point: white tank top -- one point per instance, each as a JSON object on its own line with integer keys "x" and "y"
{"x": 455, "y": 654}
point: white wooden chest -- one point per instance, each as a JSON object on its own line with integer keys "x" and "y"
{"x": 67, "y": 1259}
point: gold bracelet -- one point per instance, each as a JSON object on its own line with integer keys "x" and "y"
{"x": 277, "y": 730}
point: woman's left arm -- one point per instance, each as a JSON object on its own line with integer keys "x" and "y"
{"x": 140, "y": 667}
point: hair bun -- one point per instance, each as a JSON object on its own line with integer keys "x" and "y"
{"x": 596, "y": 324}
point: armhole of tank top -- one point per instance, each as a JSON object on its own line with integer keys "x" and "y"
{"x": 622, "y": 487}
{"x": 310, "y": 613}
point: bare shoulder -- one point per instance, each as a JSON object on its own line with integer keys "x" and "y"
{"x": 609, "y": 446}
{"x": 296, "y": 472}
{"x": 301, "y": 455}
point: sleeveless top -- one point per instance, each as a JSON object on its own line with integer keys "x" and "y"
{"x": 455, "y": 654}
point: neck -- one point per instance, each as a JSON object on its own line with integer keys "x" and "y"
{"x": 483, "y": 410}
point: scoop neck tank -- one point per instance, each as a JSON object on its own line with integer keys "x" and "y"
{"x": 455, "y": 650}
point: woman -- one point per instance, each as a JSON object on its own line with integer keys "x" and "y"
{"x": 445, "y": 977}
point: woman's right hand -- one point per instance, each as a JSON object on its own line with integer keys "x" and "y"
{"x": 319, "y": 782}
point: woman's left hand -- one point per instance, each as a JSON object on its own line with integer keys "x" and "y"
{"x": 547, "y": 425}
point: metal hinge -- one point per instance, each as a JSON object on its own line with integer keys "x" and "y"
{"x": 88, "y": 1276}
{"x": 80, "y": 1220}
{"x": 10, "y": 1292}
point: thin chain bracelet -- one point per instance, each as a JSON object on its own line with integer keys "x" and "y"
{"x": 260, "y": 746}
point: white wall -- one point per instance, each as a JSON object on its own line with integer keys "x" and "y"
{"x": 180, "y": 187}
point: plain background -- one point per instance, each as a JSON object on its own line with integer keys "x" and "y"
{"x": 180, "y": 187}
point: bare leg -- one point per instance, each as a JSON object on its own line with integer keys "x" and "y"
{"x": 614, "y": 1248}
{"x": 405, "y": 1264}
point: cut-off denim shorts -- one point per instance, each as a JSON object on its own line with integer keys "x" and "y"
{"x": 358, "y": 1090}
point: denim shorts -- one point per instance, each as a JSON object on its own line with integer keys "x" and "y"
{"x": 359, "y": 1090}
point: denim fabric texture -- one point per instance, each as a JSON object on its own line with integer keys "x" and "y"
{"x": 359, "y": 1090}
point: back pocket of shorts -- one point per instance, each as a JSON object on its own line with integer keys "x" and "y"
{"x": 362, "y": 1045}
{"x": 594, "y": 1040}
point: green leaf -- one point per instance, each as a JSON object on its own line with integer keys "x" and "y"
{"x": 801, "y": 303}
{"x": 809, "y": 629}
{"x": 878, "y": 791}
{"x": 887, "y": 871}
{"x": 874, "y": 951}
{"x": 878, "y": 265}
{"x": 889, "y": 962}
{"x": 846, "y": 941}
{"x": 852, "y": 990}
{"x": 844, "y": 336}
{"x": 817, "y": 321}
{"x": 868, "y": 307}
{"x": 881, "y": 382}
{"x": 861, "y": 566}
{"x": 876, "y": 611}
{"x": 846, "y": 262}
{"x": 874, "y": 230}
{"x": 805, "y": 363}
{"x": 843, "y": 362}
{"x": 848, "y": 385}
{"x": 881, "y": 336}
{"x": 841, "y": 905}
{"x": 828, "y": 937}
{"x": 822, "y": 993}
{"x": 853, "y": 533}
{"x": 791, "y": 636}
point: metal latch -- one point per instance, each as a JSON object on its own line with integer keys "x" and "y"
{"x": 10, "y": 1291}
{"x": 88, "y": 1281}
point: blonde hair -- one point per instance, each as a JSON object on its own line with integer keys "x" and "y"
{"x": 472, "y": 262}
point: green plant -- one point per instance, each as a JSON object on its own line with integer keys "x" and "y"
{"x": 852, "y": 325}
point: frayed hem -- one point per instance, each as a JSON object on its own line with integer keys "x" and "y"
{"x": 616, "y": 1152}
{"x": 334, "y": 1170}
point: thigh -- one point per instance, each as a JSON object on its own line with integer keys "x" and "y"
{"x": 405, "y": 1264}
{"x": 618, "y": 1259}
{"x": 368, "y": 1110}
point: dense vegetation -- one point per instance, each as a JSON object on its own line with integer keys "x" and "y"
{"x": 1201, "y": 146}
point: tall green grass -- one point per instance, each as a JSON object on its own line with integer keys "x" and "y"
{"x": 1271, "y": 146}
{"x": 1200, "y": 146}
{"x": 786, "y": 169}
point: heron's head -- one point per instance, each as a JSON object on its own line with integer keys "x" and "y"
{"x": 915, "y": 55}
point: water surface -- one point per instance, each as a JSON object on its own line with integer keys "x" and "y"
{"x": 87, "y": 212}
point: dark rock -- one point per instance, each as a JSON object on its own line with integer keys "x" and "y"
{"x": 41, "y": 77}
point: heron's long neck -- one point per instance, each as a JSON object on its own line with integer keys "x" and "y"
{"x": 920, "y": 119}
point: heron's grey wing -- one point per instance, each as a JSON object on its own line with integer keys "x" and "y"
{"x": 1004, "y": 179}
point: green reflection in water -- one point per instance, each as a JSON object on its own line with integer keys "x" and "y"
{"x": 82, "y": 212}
::::::::
*Problem to work on*:
Your answer should contain every entry, transcribed exactly.

*Solution to this exercise*:
point: white tank top -- one point per instance, each as a JSON object on its own line with integer keys "x" and "y"
{"x": 455, "y": 654}
point: white wooden chest -- one point per instance, each as a JSON object on its own line with integer keys "x" and "y"
{"x": 67, "y": 1259}
point: gold bracelet -- one point per instance, each as a JSON object on its own line with integer keys "x" and "y"
{"x": 277, "y": 730}
point: woman's left arm -- one point per instance, each as a JSON object on its own line with integer keys "x" and "y"
{"x": 140, "y": 667}
point: hair bun -- one point per instance, each as a JSON object on its own line with integer keys "x" and "y"
{"x": 596, "y": 324}
point: armhole of tank top -- one point per instance, each as a JSON object on its own line with integer keys "x" and "y"
{"x": 622, "y": 487}
{"x": 310, "y": 613}
point: bare shoulder -- one point per instance, each as a JSON object on its own line with integer keys "x" and "y"
{"x": 609, "y": 446}
{"x": 296, "y": 472}
{"x": 301, "y": 455}
point: sleeveless top -- one point per instance, each as a JSON object on its own line with integer keys "x" and "y"
{"x": 455, "y": 654}
point: neck -- one point per instance, each as a JSON object on its own line with integer keys "x" and "y"
{"x": 483, "y": 410}
point: scoop neck tank -- one point per instance, each as a JSON object on its own line with integer keys "x" and "y"
{"x": 455, "y": 650}
point: woman -- one point per instance, each as a JSON object on its own line with integer keys "x" and "y"
{"x": 445, "y": 977}
point: woman's right hand -- one point per instance, each as a JSON object on its own line with integer keys "x" and "y"
{"x": 319, "y": 782}
point: woman's left hand -- one point per instance, each as a JSON object on its own line with integer keys "x" and "y"
{"x": 547, "y": 425}
point: metal hinge -- one point per instance, each as a JSON object on its own line with integer keys "x" and "y"
{"x": 88, "y": 1276}
{"x": 80, "y": 1220}
{"x": 10, "y": 1292}
point: thin chain bracelet -- one point per instance, each as a JSON object on its own line with integer keys "x" and "y"
{"x": 260, "y": 746}
point: white wall -- one point per instance, each as a JSON object on its own line with integer keys "x" and "y"
{"x": 180, "y": 187}
point: plain background -- one point per instance, each as a JSON object on its own line with integer keys "x" and "y"
{"x": 180, "y": 187}
point: bare leg -- one point per instance, each as a JSON object on its own line with integer keys "x" and "y"
{"x": 614, "y": 1248}
{"x": 405, "y": 1264}
point: cut-off denim shorts -- one point per instance, each as a JSON object on its own line with integer keys "x" and "y"
{"x": 358, "y": 1090}
point: denim shorts -- one point per instance, each as a JSON object on its own line with integer keys "x" and "y"
{"x": 359, "y": 1090}
point: denim fabric texture -- one point per instance, each as a JSON object on its own line with integer keys "x" and "y"
{"x": 359, "y": 1090}
point: back pocket of shorts -- one point per instance, each as a JSON object on its own line with integer keys "x" and "y"
{"x": 362, "y": 1045}
{"x": 594, "y": 1040}
point: green leaf -- one point per instance, each as a JSON object on its own line with integer keys "x" and "y"
{"x": 801, "y": 303}
{"x": 809, "y": 629}
{"x": 878, "y": 791}
{"x": 887, "y": 871}
{"x": 874, "y": 951}
{"x": 878, "y": 265}
{"x": 889, "y": 962}
{"x": 846, "y": 941}
{"x": 852, "y": 990}
{"x": 844, "y": 336}
{"x": 817, "y": 321}
{"x": 868, "y": 307}
{"x": 881, "y": 382}
{"x": 861, "y": 566}
{"x": 876, "y": 611}
{"x": 846, "y": 262}
{"x": 874, "y": 230}
{"x": 805, "y": 363}
{"x": 843, "y": 362}
{"x": 848, "y": 385}
{"x": 881, "y": 336}
{"x": 841, "y": 905}
{"x": 828, "y": 937}
{"x": 822, "y": 993}
{"x": 853, "y": 533}
{"x": 791, "y": 636}
point: metal latch -- one point per instance, each as a JSON object on its own line with integer keys "x" and "y"
{"x": 10, "y": 1291}
{"x": 88, "y": 1281}
point: blonde hair -- one point per instance, each as a JSON object on its own line with integer keys "x" and "y"
{"x": 472, "y": 262}
point: green plant -- one point per instance, each as a JSON object on its own line with integer keys "x" and "y"
{"x": 852, "y": 325}
point: frayed hem -- one point per instance, each as a JSON object on its own line with integer keys "x" and "y"
{"x": 616, "y": 1152}
{"x": 334, "y": 1170}
point: thigh -- one point per instance, each as a JSON object on its own line with integer keys "x" and "y"
{"x": 405, "y": 1264}
{"x": 618, "y": 1259}
{"x": 368, "y": 1110}
point: dense vegetation -- one point per instance, each as a JSON object on its own line with integer keys "x" and "y"
{"x": 1201, "y": 146}
point: tall green grass -- one point per instance, each as a JSON object on its own line with integer keys "x" and "y"
{"x": 1271, "y": 146}
{"x": 1200, "y": 146}
{"x": 786, "y": 169}
point: heron's head -- one point per instance, each as a JSON object on its own line with integer keys "x" and "y"
{"x": 915, "y": 55}
point: water surface -- one point per instance, each as a JSON object on its own line with integer keys "x" and "y"
{"x": 87, "y": 212}
point: dark rock -- one point per instance, each as a JSON object on its own line with integer keys "x" and "y"
{"x": 41, "y": 77}
point: heron's long neck -- one point per instance, each as a JSON object on its own line with integer keys "x" and "y"
{"x": 920, "y": 119}
point: heron's grey wing -- one point per instance, each as a JSON object on its own line with integer keys "x" and "y"
{"x": 1004, "y": 179}
point: green reflection in water -- one point per instance, each as a JSON object on its own line with integer keys "x" and "y"
{"x": 82, "y": 212}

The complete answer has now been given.